Written task: Copy out, word for word, the part of the material below that opens with the line containing "building in the picture above?" and continues through the end of the material, including both ends.

***

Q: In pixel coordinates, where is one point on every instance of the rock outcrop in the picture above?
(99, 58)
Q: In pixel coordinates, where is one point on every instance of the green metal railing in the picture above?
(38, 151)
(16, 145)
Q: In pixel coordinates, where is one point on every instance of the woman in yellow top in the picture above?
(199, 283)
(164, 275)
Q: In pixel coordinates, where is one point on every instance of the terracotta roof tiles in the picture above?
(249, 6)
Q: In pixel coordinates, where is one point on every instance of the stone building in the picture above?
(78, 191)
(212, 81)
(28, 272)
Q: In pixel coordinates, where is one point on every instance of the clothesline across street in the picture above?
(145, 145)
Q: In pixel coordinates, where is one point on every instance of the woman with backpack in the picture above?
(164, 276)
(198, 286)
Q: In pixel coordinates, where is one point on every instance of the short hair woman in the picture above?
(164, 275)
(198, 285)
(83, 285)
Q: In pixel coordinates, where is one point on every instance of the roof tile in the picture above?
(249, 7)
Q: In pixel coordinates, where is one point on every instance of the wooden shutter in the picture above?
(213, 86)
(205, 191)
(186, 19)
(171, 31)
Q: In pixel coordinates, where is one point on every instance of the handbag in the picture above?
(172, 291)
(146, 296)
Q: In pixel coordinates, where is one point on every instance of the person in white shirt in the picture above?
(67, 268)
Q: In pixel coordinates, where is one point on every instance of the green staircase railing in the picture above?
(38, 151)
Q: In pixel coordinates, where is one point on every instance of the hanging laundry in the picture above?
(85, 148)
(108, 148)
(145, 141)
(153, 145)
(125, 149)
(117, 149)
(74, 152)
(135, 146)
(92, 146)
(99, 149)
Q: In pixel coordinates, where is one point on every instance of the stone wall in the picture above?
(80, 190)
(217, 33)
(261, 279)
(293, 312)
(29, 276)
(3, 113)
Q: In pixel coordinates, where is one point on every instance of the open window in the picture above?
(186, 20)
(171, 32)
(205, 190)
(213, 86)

***

Task response:
Q: In pixel coordinates, where is one point on every instance of the stone building in the picture above?
(78, 191)
(212, 81)
(28, 272)
Q: In pixel coordinates, where is one point on every instance of the clothesline across street in the picture above?
(145, 145)
Q: In pixel coordinates, where is one point on every instance of the woman with backpack in the picture above?
(164, 276)
(198, 286)
Q: In pixel coordinates, where is one point on every instance of the short hair woman in the picture above?
(164, 275)
(198, 285)
(83, 285)
Q: In pixel coordinates, where is one point on every instance of the roof tile in the picture above?
(249, 7)
Q: In pixel coordinates, where is one point on every instance of the wooden shutter in the picture above?
(213, 86)
(205, 191)
(186, 19)
(171, 31)
Q: In pixel coordinates, where is one point on every instance of the handbag in the picture above?
(172, 291)
(146, 296)
Q: In pixel coordinates, where is one point on every instance of the person in white shirt in the picture above?
(67, 268)
Q: In pixel coordinates, where is one point on every instance of the green staircase railing in the picture above?
(38, 151)
Q: In pixel coordinates, where is one point on every instance of the hanging laundry in the picture above?
(85, 148)
(108, 148)
(145, 141)
(153, 145)
(125, 149)
(117, 149)
(74, 152)
(135, 146)
(92, 146)
(99, 149)
Q: In pixel coordinates, where is one point on every instance of the stone wall in the picture above?
(80, 190)
(217, 33)
(261, 279)
(293, 312)
(29, 276)
(3, 113)
Q: In pixel coordinates, where is one point on every instance of the open window in the picture above?
(186, 20)
(171, 32)
(205, 190)
(213, 86)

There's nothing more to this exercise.